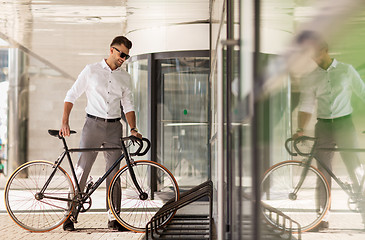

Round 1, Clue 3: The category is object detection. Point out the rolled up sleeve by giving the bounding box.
[120,77,134,113]
[299,79,316,113]
[64,66,89,104]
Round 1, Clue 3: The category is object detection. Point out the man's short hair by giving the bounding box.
[297,31,328,49]
[110,36,132,49]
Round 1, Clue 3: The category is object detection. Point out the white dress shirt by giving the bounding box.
[299,59,365,119]
[65,59,134,119]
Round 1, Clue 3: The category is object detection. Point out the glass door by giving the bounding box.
[156,57,210,187]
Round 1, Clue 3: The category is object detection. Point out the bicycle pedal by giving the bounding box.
[70,215,77,223]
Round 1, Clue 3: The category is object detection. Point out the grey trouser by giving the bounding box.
[314,116,361,209]
[76,117,122,211]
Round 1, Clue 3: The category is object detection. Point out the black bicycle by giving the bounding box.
[5,130,179,232]
[261,136,365,232]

---

WHAT IS ASKED: Lay out all of the data above as a two-column CSV with the headers instruction and answer. Give one row per instruction, put each value in a single quoted field with any line breaks replaced by spaces, and leave the pictures out.

ANSWER TO THIS PROBLEM:
instruction,answer
"Round 1, Clue 3: The category is object detection. Point out the rolled up sleeve by giving the bounding box.","[120,77,134,113] [299,79,316,113] [64,66,89,104]"
"Round 1, Clue 3: The category is object detection. Point out the man's short hair by giving the bounding box.","[297,31,328,49] [110,36,132,49]"
"Round 1, Clue 3: The category is object detection. Point out the white dress shirt by giving the bounding box.","[299,59,365,119] [65,59,134,119]"
"Round 1, Clue 3: The category is object detection. Point out the glass door by giving the bounding box.","[156,57,210,187]"
"Round 1, Clue 3: The category is object detection. Point out the bicycle pedal by giving the bounding box.","[70,215,77,223]"
"Round 1, Clue 3: The category is object detection. Point out the grey trouser by giving the bounding box.","[314,116,361,209] [76,117,122,211]"
"Round 1, Clue 3: The category is object detection. Point out the black bicycle by giving the bounding box.","[5,130,179,232] [261,136,365,232]"